▶ **DIRECTIONS**
Please render the lines below as a Markdown table with the columns "Row" and "Line", leaving out any blank lines.

▶ **MATERIAL PROVIDED**
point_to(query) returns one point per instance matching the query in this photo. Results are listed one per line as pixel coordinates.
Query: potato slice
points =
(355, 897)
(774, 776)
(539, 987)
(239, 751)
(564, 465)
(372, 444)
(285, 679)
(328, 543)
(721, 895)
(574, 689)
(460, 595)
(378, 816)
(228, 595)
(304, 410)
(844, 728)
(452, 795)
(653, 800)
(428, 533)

▶ **SOLUTION TO THIS PROBLEM**
| Row | Line |
|---|---|
| 1 | point_to(query) returns one point per instance matching the query in this photo. Results are listed one per line as pixel coordinates. |
| 2 | Query: potato slice |
| 3 | points = |
| 4 | (355, 897) |
| 5 | (774, 776) |
| 6 | (539, 987) |
| 7 | (239, 751) |
| 8 | (564, 465) |
| 9 | (372, 444) |
| 10 | (285, 679) |
| 11 | (328, 543) |
| 12 | (721, 895) |
| 13 | (574, 689) |
| 14 | (460, 595) |
| 15 | (378, 816) |
| 16 | (228, 595) |
| 17 | (304, 410) |
| 18 | (844, 728) |
| 19 | (452, 795) |
| 20 | (653, 800) |
| 21 | (428, 533) |